● **Description of the task**
State the number of lines in the following listing that contain the word "below". Give only that number.

● **Material for the task**
------------------------------------------------------------------------

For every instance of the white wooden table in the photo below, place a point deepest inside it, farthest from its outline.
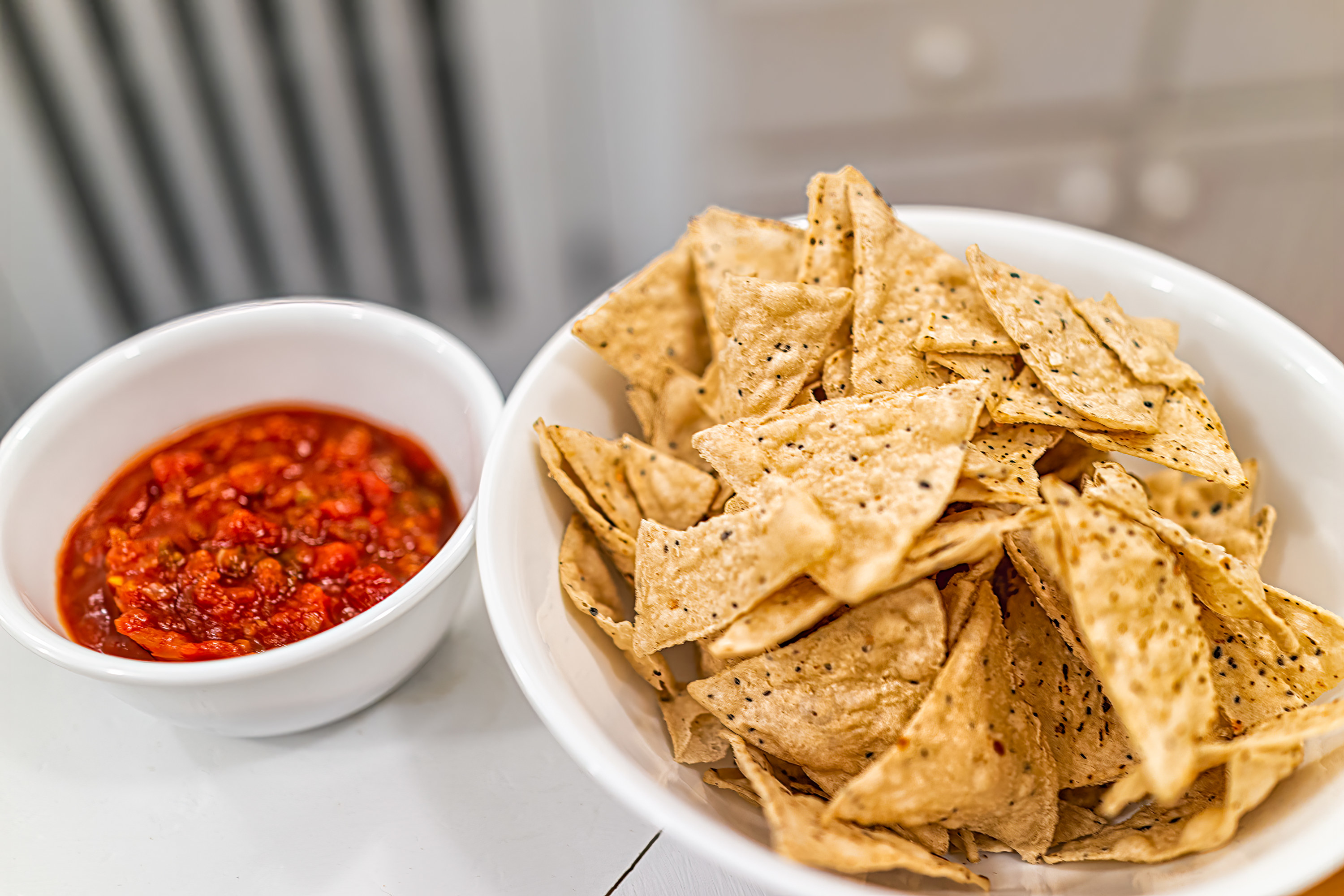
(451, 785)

------------------------------------------------------------------------

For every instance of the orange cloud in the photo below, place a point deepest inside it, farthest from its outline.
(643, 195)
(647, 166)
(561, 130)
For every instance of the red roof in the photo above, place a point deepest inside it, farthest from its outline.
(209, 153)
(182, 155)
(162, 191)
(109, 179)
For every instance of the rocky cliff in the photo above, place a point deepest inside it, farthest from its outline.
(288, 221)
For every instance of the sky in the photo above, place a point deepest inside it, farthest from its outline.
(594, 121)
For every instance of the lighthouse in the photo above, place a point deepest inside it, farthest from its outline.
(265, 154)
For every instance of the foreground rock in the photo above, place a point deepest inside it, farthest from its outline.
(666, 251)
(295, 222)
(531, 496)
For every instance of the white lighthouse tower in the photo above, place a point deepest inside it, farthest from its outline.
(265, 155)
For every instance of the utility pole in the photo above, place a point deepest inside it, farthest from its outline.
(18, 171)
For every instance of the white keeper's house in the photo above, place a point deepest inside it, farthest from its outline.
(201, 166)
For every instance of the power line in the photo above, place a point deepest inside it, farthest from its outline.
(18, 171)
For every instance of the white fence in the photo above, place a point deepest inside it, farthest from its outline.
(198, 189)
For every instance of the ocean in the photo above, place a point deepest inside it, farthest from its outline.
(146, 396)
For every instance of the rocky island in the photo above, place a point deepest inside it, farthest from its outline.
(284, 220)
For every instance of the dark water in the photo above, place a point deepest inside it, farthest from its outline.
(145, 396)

------------------------------------------------------------------------

● **Result of this exercise**
2